GOAL: Can you rewrite everything from the line containing "Where can you see the concrete patio" down through the end of the records, requests included, with each coordinate in the answers multiplied by 2.05 and rounded to a whole number, halves rounding up?

▶

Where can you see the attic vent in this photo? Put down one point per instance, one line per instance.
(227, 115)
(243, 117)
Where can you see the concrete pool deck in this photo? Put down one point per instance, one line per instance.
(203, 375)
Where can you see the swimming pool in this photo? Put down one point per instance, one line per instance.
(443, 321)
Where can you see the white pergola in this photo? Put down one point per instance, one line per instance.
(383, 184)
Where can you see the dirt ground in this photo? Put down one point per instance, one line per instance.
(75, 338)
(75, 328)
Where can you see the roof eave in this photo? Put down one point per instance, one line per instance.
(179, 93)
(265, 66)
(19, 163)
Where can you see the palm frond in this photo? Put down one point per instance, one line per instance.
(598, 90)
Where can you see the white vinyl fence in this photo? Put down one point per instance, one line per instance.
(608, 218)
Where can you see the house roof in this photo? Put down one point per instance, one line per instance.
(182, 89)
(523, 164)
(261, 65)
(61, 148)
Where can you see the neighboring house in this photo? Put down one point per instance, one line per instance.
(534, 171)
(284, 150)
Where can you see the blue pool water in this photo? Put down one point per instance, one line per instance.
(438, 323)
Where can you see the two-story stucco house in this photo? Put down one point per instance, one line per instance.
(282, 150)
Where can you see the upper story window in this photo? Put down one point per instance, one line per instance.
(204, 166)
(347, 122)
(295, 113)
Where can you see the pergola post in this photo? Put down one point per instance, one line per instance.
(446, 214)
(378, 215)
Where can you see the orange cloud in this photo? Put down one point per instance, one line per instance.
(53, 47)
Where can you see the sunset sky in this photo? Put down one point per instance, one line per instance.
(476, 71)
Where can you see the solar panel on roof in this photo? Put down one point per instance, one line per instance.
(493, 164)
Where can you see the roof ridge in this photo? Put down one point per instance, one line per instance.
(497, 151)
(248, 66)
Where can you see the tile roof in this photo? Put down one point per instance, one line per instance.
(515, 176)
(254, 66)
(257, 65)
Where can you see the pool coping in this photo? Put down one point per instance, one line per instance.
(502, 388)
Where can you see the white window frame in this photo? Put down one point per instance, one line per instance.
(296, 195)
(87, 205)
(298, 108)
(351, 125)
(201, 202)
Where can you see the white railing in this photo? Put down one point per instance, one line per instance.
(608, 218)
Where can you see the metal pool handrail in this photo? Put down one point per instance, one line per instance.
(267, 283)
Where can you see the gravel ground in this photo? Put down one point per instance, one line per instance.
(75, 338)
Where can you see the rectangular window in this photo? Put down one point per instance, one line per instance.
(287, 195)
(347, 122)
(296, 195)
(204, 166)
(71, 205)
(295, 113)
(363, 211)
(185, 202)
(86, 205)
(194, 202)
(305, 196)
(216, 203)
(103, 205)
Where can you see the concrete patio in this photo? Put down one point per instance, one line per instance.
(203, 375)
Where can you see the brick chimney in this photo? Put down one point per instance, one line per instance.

◀

PROBLEM SOLUTION:
Where can you see the concrete patio in this photo? Put down one point per instance, one line per instance.
(416, 769)
Where can you see the brick chimney in this photo? Put down one point per instance, one line per instance.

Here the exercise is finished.